**Texte fourni**
# # # # # # #
Le Luxembourg a été sévèrement épinglé par le Comité pour la prévention de la torture et des traitements dégradants, dépendant du Conseil de l'Europe, pour le placement de mineurs délinquants dans l'enceinte carcérale de Schrassig (voir d'Land du 27 novembre 1997). Le Luxembourg ne disposant pas d'infrastructures adéquates - le tract spécial prévu au Centre socio-éducatif pour mineurs à Dreiborn n'existe toujours pas - les mineurs incarcérés sur décision du juge et qui ne doivent pas avoir de contact avec les détenus majeurs, passent 23 heures par jour en cellule d'isolation. Quant à l'obligation scolaire, qui n'a longtemps pas été respectée, du personnel enseignant a bien été engagé, mais une éducation en continu n'est toujours pas assurée. 51 mineurs ont été emprisonnés, dont le plus jeune avait douze ans, au cours de l'année judiciaire 1998/99. « D'après notre loi il y a obligation de venir en aide à des mineurs, c'est-à-dire de leur fournir tous les moyens nécessaires en vue d'une resocialisation efficace. Or, c'est juste le contraire qui se produit. (...) C'est à partir du moment où la société définit le jeune comme étant un criminel qu'il va vraiment en devenir un. (...) La plupart des jeunes se retrouvent en prison parce que pendant leur enfance, ils n'ont pas reçu une éducation appropriée, et ce n'est certainement pas en les mettant dans un coin de la prison en attendant une meilleure solution qu'on leur vient en aide » remarque un responsable du Scas dans le rapport d'activité 1999 du ministère de la Justice.
# # # # # # #
**Contenu des entrées**
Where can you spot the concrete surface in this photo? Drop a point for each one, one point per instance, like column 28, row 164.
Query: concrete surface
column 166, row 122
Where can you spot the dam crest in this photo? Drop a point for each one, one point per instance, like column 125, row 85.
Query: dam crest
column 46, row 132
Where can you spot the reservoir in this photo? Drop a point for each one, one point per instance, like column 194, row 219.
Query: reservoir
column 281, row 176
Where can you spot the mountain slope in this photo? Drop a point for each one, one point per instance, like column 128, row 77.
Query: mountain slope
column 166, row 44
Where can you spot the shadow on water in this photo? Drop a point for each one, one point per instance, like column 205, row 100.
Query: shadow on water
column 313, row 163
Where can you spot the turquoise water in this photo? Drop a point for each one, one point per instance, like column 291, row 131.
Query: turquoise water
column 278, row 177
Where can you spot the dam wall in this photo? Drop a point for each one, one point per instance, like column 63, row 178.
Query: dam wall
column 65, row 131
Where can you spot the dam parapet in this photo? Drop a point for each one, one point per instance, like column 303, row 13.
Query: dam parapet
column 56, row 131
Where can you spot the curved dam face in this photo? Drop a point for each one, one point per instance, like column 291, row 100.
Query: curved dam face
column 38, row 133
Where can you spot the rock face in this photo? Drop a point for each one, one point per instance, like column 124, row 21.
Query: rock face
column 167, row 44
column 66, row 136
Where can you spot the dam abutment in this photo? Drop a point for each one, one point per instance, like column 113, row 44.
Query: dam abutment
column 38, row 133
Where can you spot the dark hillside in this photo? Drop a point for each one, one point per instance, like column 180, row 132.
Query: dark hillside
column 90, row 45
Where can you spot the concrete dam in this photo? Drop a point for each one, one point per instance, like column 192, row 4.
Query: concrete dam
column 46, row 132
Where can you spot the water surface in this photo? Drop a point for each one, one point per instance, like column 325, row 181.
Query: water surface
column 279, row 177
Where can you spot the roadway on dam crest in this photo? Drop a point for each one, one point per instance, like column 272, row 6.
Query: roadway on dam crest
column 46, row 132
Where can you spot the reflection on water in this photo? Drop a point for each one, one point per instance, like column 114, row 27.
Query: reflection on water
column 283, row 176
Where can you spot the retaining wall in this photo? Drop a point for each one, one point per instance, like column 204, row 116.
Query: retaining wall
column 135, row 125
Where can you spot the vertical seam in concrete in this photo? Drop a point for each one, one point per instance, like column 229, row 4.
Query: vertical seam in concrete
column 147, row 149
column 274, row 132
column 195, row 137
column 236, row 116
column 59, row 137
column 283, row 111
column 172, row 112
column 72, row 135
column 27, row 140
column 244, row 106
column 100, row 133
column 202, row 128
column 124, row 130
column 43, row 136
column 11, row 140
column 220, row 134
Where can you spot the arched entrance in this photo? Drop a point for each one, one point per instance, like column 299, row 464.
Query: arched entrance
# # # # # # #
**Objectif de l'exercice**
Résumez sous forme de liste le paragraphe du texte fourni qui commence par « Le Luxembourg a été sévèrement épinglé », en conservant ses faits principaux. Appuyez-vous uniquement sur le texte fourni.

**Réponse rédigée**
- Le Comité pour la prévention de la torture et des traitements dégradants, qui dépend du Conseil de l'Europe, a sévèrement critiqué le Luxembourg pour le placement de mineurs délinquants dans l'enceinte carcérale de Schrassig.
- Faute d'infrastructures adéquates (le tract spécial prévu au Centre socio-éducatif pour mineurs à Dreiborn n'existe toujours pas), les mineurs incarcérés sur décision du juge, qui ne doivent pas avoir de contact avec les détenus majeurs, passent 23 heures par jour en cellule d'isolation.
- L'obligation scolaire a longtemps été négligée. Du personnel enseignant a depuis été engagé, mais une éducation en continu n'est toujours pas assurée.
- Au cours de l'année judiciaire 1998/99, 51 mineurs ont été emprisonnés, dont le plus jeune avait douze ans.
- Dans le rapport d'activité 1999 du ministère de la Justice, un responsable du Scas rappelle que la loi oblige à donner aux mineurs les moyens d'une resocialisation efficace, alors que c'est le contraire qui se produit. Selon lui, un jeune que la société définit comme criminel finit par en devenir un, et la plupart de ces jeunes n'ont pas reçu d'éducation appropriée pendant leur enfance.